━━━ Data for processing
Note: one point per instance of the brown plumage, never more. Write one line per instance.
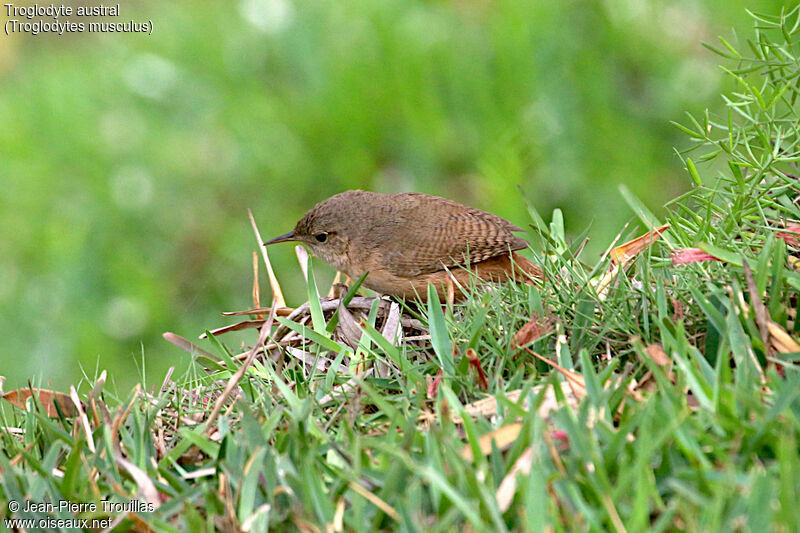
(408, 240)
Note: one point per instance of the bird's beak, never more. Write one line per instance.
(283, 238)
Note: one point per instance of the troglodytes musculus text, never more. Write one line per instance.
(408, 240)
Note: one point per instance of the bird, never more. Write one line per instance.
(406, 241)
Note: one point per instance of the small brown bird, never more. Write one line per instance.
(408, 240)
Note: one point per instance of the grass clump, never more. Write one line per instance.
(657, 390)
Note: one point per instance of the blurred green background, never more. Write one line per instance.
(128, 162)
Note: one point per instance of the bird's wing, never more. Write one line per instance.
(451, 235)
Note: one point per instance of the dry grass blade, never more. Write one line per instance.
(256, 286)
(302, 258)
(575, 380)
(348, 327)
(87, 429)
(234, 379)
(47, 398)
(508, 487)
(245, 324)
(281, 311)
(277, 293)
(762, 316)
(376, 501)
(624, 253)
(781, 340)
(188, 346)
(147, 489)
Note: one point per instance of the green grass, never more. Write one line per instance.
(701, 437)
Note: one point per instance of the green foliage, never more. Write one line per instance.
(128, 162)
(709, 444)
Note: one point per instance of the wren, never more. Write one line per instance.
━━━━━━
→ **Instructions for the task**: In the entries above, find the line containing "Note: one point per instance of the bird's beak, never". Set down that line and every line after it through the last one, exactly and alone.

→ **Result below**:
Note: one point per instance of the bird's beak, never more. Write one line per instance.
(283, 238)
Note: one point per instance of the troglodytes musculus text, never more. Write one line per instance.
(408, 240)
Note: one point per instance of the bird, never more. Write one line per instance.
(406, 241)
Note: one point per instance of the small brown bird, never more. Write one line per instance.
(408, 240)
Note: one point per instance of the grass clump, never more. Write one line per instance.
(657, 390)
Note: one point per instance of the blurred green background, never more. Write one line per instance.
(128, 162)
Note: one point per instance of the bird's wing, never more. Write one line per instance.
(451, 235)
Note: one point per instance of the dry grass blade, never more. Write one line per instance.
(256, 286)
(302, 258)
(575, 380)
(348, 327)
(87, 429)
(234, 379)
(47, 398)
(508, 487)
(245, 324)
(281, 311)
(277, 293)
(762, 316)
(376, 501)
(624, 253)
(781, 340)
(188, 346)
(147, 489)
Note: one point per instance of the green grass, never more. Write one line per instance.
(701, 437)
Note: one point per instance of the green foliage, never more. Write one line per instance.
(128, 162)
(709, 444)
Note: one point per instance of the wren, never more. Write one line per instance.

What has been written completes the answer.